(Questions to answer):
[A] In the Splendour festival text, reproduce the passage starting at "No concerts were" and ending at "returned in 2025.", replacing "cancelled" with "called off".
[B] Continue the history of the Splendour music festival in Nottingham from the point where it ends.

(Extract provided):
^^^^^^^^

Annual music festival

Splendour in Nottingham (more commonly known as Splendour or Splendour Festival) was an annual, mostly one-day music festival held in Nottingham, England from 2008 until 2026. Organised by Nottingham City Council and DHP Family Ltd, the event was held within Wollaton Park, to the west of Nottingham City Centre.
The first event was held in 2008 as a two-day event featuring artists Kate Nash, Paolo Nutini, Ocean Colour Scene and Rufus Wainwright.
In 2019 the capacity of the festival was 25,000.

No concerts were held during the COVID-19 years of 2020 and 2021; for 2022 and 2023, Splendour returned as two-day events. In January 2024, it was announced that the 2024 event was cancelled. A replacement event at Wollaton, entitled Live at the Hall and scheduled for 30 August 2024, was announced in February. The event then returned in 2025.

The organisers announced in June 2026 that the event scheduled for 18 and 19 July would be their last Splendour.

==History==
=== 2026 ===
The final event of the series was headlined by The Wombats and Snow Patrol, with support acts including Primal Scream, Craig David Presents TS5, Editors, The K's, The Flaming Lips, Hard Life, The Lathums, Estelle, Cast, Neville Staple from The Specials, Kingfishr, The Futureheads, The Pigeon Detectives and The Sugarhill Gang.

=== 2025 ===
The event returned on the 19 and 20 of July, headlined by Bloc Party, Kaiser Chiefs, Travis and home-town favourite Jake Bugg.

=== 2024 ===
Event cancelled. Nottingham City Council had introduced a competitive tendering process during 2023, and the traditional organisers, the Akins family, felt there was insufiicent time, stating it needs over one year to plan the event.

=== 2023 ===
The festival was held as a two-day event, with headliners Madness (band) and Noel Gallagher's High Flying Birds.

===2022===
Artists include Vicky McClure with the Dementia Choir, Ann Marie, Happy Mondays, Richard Ashcroft, Supergrass, Craig David, The Human League, Razorlight, The Vamps, Ocean Colour Scene, Tom Grennan and local singer Beka. Two stages were used, with a smaller Confetti and Comedy stage sited in the courtyard area.

^^^^^^^^

(Given data):
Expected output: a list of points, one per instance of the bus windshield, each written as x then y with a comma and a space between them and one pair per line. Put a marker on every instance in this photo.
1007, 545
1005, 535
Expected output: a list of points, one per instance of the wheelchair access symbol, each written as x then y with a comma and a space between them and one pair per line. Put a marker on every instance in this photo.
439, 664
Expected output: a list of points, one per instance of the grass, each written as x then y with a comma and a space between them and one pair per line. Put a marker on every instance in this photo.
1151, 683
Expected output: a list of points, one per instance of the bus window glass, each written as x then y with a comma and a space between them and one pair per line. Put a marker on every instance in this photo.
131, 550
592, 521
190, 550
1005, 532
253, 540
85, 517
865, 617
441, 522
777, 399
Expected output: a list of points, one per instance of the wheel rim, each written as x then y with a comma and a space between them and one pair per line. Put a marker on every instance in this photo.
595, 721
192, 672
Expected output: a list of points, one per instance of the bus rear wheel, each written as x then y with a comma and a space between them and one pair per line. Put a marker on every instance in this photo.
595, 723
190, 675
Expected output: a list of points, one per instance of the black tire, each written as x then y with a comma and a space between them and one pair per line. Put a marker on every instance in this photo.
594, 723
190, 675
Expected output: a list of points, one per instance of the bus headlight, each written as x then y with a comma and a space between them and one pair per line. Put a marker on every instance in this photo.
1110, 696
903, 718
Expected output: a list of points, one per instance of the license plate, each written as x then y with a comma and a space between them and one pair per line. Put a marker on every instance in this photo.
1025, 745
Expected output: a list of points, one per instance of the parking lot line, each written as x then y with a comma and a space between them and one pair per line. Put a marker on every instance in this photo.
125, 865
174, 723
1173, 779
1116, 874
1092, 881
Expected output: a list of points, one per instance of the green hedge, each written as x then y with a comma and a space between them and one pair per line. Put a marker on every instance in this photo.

^^^^^^^^

(Answers by task):
[A]
No concerts were held during the COVID-19 years of 2020 and 2021; for 2022 and 2023, Splendour returned as two-day events. In January 2024, it was announced that the 2024 event was called off. A replacement event at Wollaton, entitled Live at the Hall and scheduled for 30 August 2024, was announced in February. The event then returned in 2025.

[B]
=== 2019 ===
2019's festival was held on Saturday, 20 July and headlined by indie band Manic Street Preachers and 2 Tone and ska revival band The Specials, the first time an act has headlined the festival twice (the first time was 2015).

- Main Stage: Manic Street Preachers, The Specials, Rag'n'Bone Man, Louisa, The Slow Readers Club, Barns Courtney, Rob Green and NUSIC's Future Sound of Nottingham Winner 2019 (announced soon).
- Confetti Stage: All Saints, Ash, Roland Gift (Fine Young Cannibals), The Rifles, The Coronas, Bria and AVA SAINT.
- Acoustic Rooms Stage: My Pet Fauxes, Mid November, Esther Van Leuven, Megatrain, Velvet Blush, 94 Gunships, Re Teu, Camille Christel and Laurie Illingworth
- Comedy Stage: Andy Robinson, Suzy Bennett, Roger Monkhouse, Vince Atta, Sean Heydon and Nathan Caton.
- Fringe Stage: Rhymes Against Humanity, Mrs Mabel Green and The Bar Steward Sons of Val Doonican.

===2018===
2018's festival was held on Saturday, 21 July, celebrating 10 years of the festival. The festival was headlined by pop star and BRIT Award winner, Paloma Faith.

- Main Stage: Paloma Faith, The Charlatans, Marc Almond, Bjorn Again, Sophie Ellis-Bextor, Ady Suleiman, Nina Smith and NUSIC's Future Sound of Nottingham Winner 2018, The Dandylions.
- Confetti Stage: The Stranglers, Embrace, Peace, Ferocious Dog, Toploader and Ashfields.
- Acoustic Rooms Stage: To Kill A King, George Gadd, Soham De, Joey Costello, Re Teu, Katie Cooper and Daisy Godfrey.
- Comedy Stage: Brian Krysstal, Dave Twentyman, Andrew Bird, Patrick Monaham, Alan Hudson and The Raymond and Mr Timpkins Revue.

===2017===
2017's festival was held on Saturday, 22 July. The festival was headlined by indie band and BRIT Award winners, Kaiser Chiefs.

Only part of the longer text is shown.